■ ESERCIZI PROPOSTI
1. Elenca tutti gli articoli della Costituzione che il brano sulla norma interpretativa indica come violati.
2. Nel brano sulla norma interpretativa, a quale potere la Costituzione riserva la funzione interpretativa?
3. Prosegui il brano sulla norma interpretativa a partire dall'ultima frase riportata.

■ BRANO PROPOSTO
_ _ _

Quanto alla non manifesta infondatezza della questione – premesse
ampie ed articolate argomentazioni circa la natura, caratteri ed
effetti della normazione interpretativa, nonche’ circa la sua
coerenza con l’impianto costituzionale – il rimettente rileva che,
«quale che sia l’approccio piu’ convincente sul piano teorico, […]
in ogni caso la autoqualificazione in termini interpretativi della
legge non e’ priva di conseguenze normative», essendo «noto, infatti,
che un limite alla retroattivita’ della legge e’ stato enucleato
dalla giurisprudenza costituzionale con riferimento alla tutela
dell’affidamento che i consociati riponevano in un certo assetto
normativo, quando il legislatore pretenda invece di alterarlo anche
per il passato».
Il rimettente denuncia quindi la norma interpretativa,
innanzitutto, per violazione degli artt. 3, 102 e 111, primo comma,
Cost. dubitando, «in termini generali, che il legislatore possa
pretendere di dettare una norma per il passato, e nel contempo di
escludere che essa sia retroattiva in senso proprio, in forza della
natura interpretativa che le viene conferita (e cio’ a prescindere
dal fatto che l’intervento in oggetto sia davvero interpretativo, o
sia solo camuffato come tale)»; nonche’ dubitando che «la funzione
legislativa possa appropriarsi della funzione interpretativa, poiche’
essa e’ riservata dalla Costituzione al potere giudiziario (art. 102
Cost.), che la esercita in forma diffusa, recependo e conferendo
forma legale al dibattito aperto tra gli interpreti sul significato
da attribuire alle norme». Secondo il rimettente – mentre con la
legge retroattiva «il legislatore persegue gli obiettivi di certezza
del diritto e di uguaglianza innanzi alla legge, forte della propria
prerogativa di dettare norme per il passato, e con cio’ si assoggetta
ai limiti costituzionali imposti alle norme retroattive» – con la
legge interpretativa, invece, egli «cerca illegittimamente di
aggirare quei limiti, finendo non per rafforzare la certezza del
diritto, ma piuttosto per indebolirla», giacche’, «a processo in
corso, o comunque fino a che la fattispecie e’ potenzialmente
assoggettabile alla giurisdizione in caso di lite, i consociati sono
privati delle aspettative che ragionevolmente potevano riporre su di
un favorevole esito giudiziale, per venire invece assoggettati ad una
decisione prodotta secondo i ben diversi criteri di opportunita’
politica del legislatore, e dunque inevitabilmente imprevedibile, ma
ugualmente somministrata "in via interpretativa"», cosi’ assorbendo
la potestas iudicandi nella funzione legislativa.

_ _ _

■ MATERIALE
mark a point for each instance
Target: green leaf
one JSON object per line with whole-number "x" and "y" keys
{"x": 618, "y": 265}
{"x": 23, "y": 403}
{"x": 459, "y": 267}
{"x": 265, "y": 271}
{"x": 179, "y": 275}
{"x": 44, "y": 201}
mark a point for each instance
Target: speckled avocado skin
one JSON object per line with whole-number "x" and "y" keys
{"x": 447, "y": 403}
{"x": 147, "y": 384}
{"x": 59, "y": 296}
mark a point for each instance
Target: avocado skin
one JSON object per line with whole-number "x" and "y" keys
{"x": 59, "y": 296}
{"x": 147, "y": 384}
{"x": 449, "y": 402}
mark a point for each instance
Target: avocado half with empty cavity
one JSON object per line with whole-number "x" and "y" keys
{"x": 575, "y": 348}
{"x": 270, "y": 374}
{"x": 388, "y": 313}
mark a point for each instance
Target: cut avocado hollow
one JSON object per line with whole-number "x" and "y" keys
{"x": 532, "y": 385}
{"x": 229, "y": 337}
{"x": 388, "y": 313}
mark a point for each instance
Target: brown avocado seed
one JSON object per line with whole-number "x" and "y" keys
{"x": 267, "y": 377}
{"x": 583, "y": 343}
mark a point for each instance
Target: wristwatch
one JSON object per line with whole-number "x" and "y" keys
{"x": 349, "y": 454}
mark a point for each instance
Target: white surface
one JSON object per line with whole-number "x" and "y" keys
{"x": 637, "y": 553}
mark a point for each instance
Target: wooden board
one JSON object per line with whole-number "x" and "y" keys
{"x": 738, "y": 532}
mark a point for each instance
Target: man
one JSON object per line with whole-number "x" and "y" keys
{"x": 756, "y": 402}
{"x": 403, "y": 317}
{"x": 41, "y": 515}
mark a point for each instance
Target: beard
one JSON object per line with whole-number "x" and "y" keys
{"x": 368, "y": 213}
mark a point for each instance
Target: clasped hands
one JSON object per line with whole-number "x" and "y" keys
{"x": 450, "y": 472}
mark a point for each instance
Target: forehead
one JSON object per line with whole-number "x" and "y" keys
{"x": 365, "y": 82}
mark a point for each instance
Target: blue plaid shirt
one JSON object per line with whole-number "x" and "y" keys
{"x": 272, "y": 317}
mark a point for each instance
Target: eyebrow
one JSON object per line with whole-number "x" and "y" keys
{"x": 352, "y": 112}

_ _ _

■ RISPOSTE PER ESERCIZIO
1. Art. 3, art. 102 e art. 111, primo comma.

2. La Costituzione la riserva al potere giudiziario (art. 102 Cost.), che la esercita in forma diffusa.

3.
Ove la Corte ritenesse che la Costituzione ammetta in termini
generali la figura della legge di interpretazione autentica, il
rimettente denuncia la medesima normativa anche per violazione
dell’art. 3 Cost., in quanto la norma censurata ha attribuito
all’art. 194 dell’ordinamento giudiziario una portata che esso non
poteva avere quando la disposizione impugnata e’ entrata in vigore,
non trovando essa applicazione nei confronti dei magistrati gia’
trasferiti d’ufficio a sede disagiata. Ricostruita l’evoluzione
normativa che ha fatto si’ che la norma interpretata fosse resa
compatibile con i soli trasferimenti a domanda, ovvero presso una
sede «chiesta» dal magistrato, il rimettente rileva che – quand’anche
si ritenesse che il legislatore fosse partito invece dall’intento di
uniformare la disciplina del trasferimento a domanda e del
trasferimento d’ufficio sotto la comune previsione dell’art. 194 – in
ogni caso andrebbe rilevato che tale operazione non si e’ sviluppata
adeguatamente sul piano normativo. A suo avviso, infatti, la sola
conclusione oggettivamente traibile da tale quadro normativo, e su
cui il magistrato poteva riporre affidamento quando aveva accettato
il trasferimento d’ufficio verso la sede disagiata, e’ che, venuta
meno un’espressa previsione di legge, trovasse applicazione solo la
disciplina suppletiva promanante dal CSM in tema di legittimazione a
seguito di trasferimento d’ufficio (il rimettente richiama la
precedente circolare sui tramutamenti del 30 novembre 1993, n. 15098,
il cui paragrafo V, punto 22, gia’ stabiliva quanto oggi e’ ribadito
dal vigente paragrafo V, punto 20, della indicata circolare n. 12046
del 2009, nonche’ la prassi seguita dal Consiglio nei precedenti
bandi di concorso.
Infine, in terzo luogo, il rimettente denuncia la violazione
dell’art. 3 Cost., poiche’ se, in linea di principio, negare che il
legislatore possa interpretare la legge non equivale a privarlo della
diversa prerogativa di disciplinare i rapporti giuridici con norme
retroattive – non potendosi escludere che si manifestino ragioni
imperative d’interesse generale in tal senso, il cui apprezzamento e’
affidato alla discrezionalita’ legislativa -tuttavia, vi sono
interessi di rilievo costituzionale che non possono venire
pretermessi, tra cui, in particolare, la tutela dell’affidamento
«quale principio connaturato allo Stato di diritto». E, secondo il
Tar, il periodo minimo di permanenza nella sede, assicurato
dall’ordinamento giuridico al tempo in cui essa viene accettata,
«costituisce una componente essenziale e costitutiva della
fattispecie legale alla quale si chiede adesione da parte del
pubblico dipendente», non essendo «negabile che l’estensione
dell’arco temporale di servizio presso quest’ultima sia fattore
determinante per la scelta, non meno degli incentivi economici e di
carriera».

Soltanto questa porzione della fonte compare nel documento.